Exercise tasks >>
A: How much of Australia does the tropical savannas region cover, according to the text on savanna fires below?
B: Retype the part of the savanna fire text starting with "At Boggy Plain" and going on through "before European settlement.".

Bushfires spark extensive search for answers

Box 1 | Fire in the tropical savannas region

The tropical savannas region of northern Australia roughly covers 25 per cent of the country, stretching from Kimberley in Western Australia, across the Top End and through to Rockhampton in Queensland.

Much of it is grassland, predominantly sorghum. Each year during the dry season from May to October, the grasses dry out and become fuel for extensive bushfires. These fires can burn for months across thousands of hectares, burning some 50 per cent of the savanna vegetation.

The fires might burn with less intensity than those in forested regions of southern Australia, but they show up clearly on satellite images and stretch across the top of the continent like a patchwork of blazing mosaics. By some accounts, it’s estimated that the gases produced by these fires contribute two per cent towards Australia’s greenhouse effect.

Fire management plays a big part in learning to live in this landscape, and has been part of local Aboriginal tradition for centuries. Several fire management projects are tapping into traditional Aboriginal practices to better manage the savanna regions.

At Boggy Plain in Kakadu National Park, researchers are working with a local indigenous family to use traditional fire management techniques to help conserve the Ramsar-listed wetland.

The wetland is burnt during November and December and again in April and May to control the rampant native grass (Hymenachne acutigluma). The grass has been spreading widely since the removal of the Asian water buffalos from the wetlands, which kept the grass in check in much the same way as the indigenous fire management did before European settlement.

Other groups also use fire as a management tool in the tropical savannas, such as pastoralists trying to improve pasture for the cattle industry, and conservation managers.

Developing effective and ecological fire management tools is complicated by factors such as the frequency of fires, the intensity of the burns, and in which part of the dry season a burn is carried out.

One Kakadu study found that some fauna were better off than others, with lizards coping better in early dry season fires than kangaroos and wallabies. Overall, early burning had the least impact and is favoured as a management tool in the savannas.

Extracted entries >>
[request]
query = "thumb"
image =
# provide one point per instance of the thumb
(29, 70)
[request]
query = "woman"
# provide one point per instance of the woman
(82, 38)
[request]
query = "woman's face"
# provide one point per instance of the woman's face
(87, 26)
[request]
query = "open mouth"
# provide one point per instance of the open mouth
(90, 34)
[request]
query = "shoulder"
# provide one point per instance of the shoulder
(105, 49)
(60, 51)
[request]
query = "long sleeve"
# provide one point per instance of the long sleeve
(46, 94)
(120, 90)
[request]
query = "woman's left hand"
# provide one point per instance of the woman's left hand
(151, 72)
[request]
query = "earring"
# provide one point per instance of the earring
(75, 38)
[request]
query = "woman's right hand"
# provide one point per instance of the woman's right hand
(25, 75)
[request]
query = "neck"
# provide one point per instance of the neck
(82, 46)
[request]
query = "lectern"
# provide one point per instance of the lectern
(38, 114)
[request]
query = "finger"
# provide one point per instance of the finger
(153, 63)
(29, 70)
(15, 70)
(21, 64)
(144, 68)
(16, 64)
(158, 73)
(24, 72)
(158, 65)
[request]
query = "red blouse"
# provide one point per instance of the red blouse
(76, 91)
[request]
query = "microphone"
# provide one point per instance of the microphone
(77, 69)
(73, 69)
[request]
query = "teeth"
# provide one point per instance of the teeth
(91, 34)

Answers in order >>
A: Roughly 25 per cent of the country.

B:
At Boggy Plain in Kakadu National Park, researchers are working with a local indigenous family to use traditional fire management techniques to help conserve the Ramsar-listed wetland.

The wetland is burnt during November and December and again in April and May to control the rampant native grass (Hymenachne acutigluma). The grass has been spreading widely since the removal of the Asian water buffalos from the wetlands, which kept the grass in check in much the same way as the indigenous fire management did before European settlement.